- Work order -
Before you finish, make sure every line below has been written out exactly.

[Natural language region descriptions]

********

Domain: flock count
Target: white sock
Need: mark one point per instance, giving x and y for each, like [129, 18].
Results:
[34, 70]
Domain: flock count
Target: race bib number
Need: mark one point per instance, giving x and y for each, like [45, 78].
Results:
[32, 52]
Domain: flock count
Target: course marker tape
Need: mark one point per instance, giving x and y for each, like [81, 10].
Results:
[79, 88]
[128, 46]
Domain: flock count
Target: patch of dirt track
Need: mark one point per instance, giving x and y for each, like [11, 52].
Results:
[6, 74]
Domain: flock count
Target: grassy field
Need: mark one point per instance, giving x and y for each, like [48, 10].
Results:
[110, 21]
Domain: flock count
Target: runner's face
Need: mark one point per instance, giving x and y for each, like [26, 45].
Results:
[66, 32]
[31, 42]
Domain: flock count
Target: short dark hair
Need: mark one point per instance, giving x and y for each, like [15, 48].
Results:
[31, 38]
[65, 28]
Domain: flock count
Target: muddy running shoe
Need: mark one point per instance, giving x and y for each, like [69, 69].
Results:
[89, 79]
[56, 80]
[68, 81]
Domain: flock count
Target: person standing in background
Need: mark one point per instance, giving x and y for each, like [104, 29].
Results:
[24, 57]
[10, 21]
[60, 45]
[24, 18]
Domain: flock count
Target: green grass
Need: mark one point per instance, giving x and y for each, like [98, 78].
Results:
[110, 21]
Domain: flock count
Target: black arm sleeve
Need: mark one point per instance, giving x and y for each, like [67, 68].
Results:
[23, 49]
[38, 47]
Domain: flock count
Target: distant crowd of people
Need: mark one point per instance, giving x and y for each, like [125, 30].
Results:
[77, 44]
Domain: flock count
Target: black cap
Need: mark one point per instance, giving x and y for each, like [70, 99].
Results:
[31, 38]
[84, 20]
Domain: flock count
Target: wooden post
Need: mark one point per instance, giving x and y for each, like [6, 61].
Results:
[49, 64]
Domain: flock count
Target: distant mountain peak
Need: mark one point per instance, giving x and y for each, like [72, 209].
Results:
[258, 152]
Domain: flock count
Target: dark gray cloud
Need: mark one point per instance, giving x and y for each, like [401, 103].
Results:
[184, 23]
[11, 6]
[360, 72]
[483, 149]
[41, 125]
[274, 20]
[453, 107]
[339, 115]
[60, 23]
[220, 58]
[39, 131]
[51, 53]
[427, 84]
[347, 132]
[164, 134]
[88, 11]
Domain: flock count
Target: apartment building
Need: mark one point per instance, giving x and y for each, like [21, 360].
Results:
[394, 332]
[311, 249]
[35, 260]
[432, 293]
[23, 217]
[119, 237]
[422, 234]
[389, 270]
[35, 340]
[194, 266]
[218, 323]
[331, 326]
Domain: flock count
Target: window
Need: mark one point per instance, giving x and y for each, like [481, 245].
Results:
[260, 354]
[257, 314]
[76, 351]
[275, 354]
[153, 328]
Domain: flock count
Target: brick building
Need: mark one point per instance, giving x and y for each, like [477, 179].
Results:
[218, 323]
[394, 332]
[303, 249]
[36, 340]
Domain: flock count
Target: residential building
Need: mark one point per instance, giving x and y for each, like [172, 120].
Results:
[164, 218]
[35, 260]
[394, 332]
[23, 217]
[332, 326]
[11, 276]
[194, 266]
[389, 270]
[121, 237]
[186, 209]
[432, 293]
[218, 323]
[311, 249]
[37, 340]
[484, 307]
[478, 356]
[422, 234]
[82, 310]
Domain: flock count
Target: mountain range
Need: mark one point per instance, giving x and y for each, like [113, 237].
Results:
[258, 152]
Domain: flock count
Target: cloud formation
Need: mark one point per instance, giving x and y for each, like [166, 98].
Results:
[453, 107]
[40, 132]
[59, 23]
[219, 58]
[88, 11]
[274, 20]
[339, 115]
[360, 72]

********

- Solution to the problem -
Domain: flock count
Target: white sock
Need: mark one point per instance, giving x and y for each, like [129, 18].
Results:
[34, 70]
Domain: flock count
Target: race bib number
Need: mark one point per instance, giving x and y for each, like [45, 78].
Results:
[32, 52]
Domain: flock count
Target: course marker tape
Need: mark one point per instance, giving x and y for each, like [81, 10].
Results:
[79, 88]
[128, 46]
Domain: flock count
Target: patch of dirt track
Need: mark one point per instance, giving x and y for each, like [11, 52].
Results:
[6, 74]
Domain: flock count
Target: grassy field
Need: mark one point per instance, giving x and y for each, like [48, 10].
Results:
[110, 21]
Domain: flock count
Target: runner's face
Need: mark one point per instance, giving x and y for each, like [26, 45].
Results:
[66, 32]
[31, 42]
Domain: flock count
Target: short dark hair
Need: mark one point per instance, giving x and y for each, like [15, 48].
Results:
[31, 38]
[65, 28]
Domain: flock count
Target: muddy running shoe
Need: mark one point per instance, giving x and y for each, like [69, 69].
Results:
[89, 79]
[56, 80]
[68, 81]
Domain: flock count
Target: person standing in background
Need: mark one point per instance, giving x and y for each, like [104, 29].
Results:
[24, 57]
[10, 21]
[60, 45]
[24, 18]
Domain: flock count
Target: green grass
Need: mark one point per instance, giving x and y for each, like [98, 78].
Results:
[110, 21]
Domain: flock count
Target: black arm sleeve
Need: mark one point per instance, giving x and y for each, like [67, 68].
Results:
[23, 49]
[38, 47]
Domain: flock count
Target: distant crowd of people
Need: mark one point per instance, giving x and y for each, like [125, 30].
Results:
[77, 44]
Domain: flock count
Target: black cap
Need: mark one point per instance, giving x and y for each, like [70, 99].
Results:
[31, 38]
[84, 20]
Domain: flock count
Target: wooden post
Need: mark one point per instance, giving x and y for each, like [6, 61].
Results:
[49, 64]
Domain: flock count
Target: distant mountain peak
Need: mark one point per instance, giving x and y for each, like [72, 209].
Results:
[258, 152]
Domain: flock count
Target: dark gray cloud
Need: mark one point per instance, giving x and y for each, like [401, 103].
Results:
[184, 23]
[11, 6]
[360, 72]
[483, 149]
[41, 125]
[274, 20]
[453, 107]
[339, 115]
[60, 23]
[220, 58]
[39, 131]
[51, 53]
[427, 84]
[347, 132]
[164, 134]
[88, 11]
Domain: flock count
Target: apartment building
Need: mark one point per instance, giving x and y for each, like [21, 360].
Results:
[394, 332]
[311, 249]
[35, 260]
[432, 293]
[23, 217]
[119, 237]
[422, 234]
[389, 270]
[35, 340]
[194, 266]
[218, 323]
[331, 326]
Domain: flock count
Target: window
Need: mark one point per instance, giving x and y for each, like [481, 245].
Results:
[260, 354]
[257, 314]
[76, 351]
[275, 354]
[153, 328]
Domain: flock count
Target: brick building
Need: mark one point per instance, giving x and y for each, like [477, 179].
Results:
[218, 323]
[394, 332]
[303, 249]
[36, 340]
Domain: flock count
Target: residential building
Need: mark one point per instance, giving x and y for each, like [172, 120].
Results:
[164, 218]
[35, 260]
[394, 332]
[23, 217]
[332, 326]
[11, 276]
[194, 266]
[389, 270]
[121, 237]
[186, 209]
[432, 293]
[218, 323]
[311, 249]
[37, 340]
[484, 307]
[478, 356]
[422, 234]
[82, 310]
Domain: flock count
Target: mountain range
Need: mark one point per instance, giving x and y for each, like [113, 237].
Results:
[258, 152]
Domain: flock count
Target: cloud formation
Need: mark one point per instance, giving x and y for each, like [166, 98].
Results:
[453, 107]
[40, 132]
[59, 23]
[219, 58]
[88, 11]
[274, 20]
[339, 115]
[360, 72]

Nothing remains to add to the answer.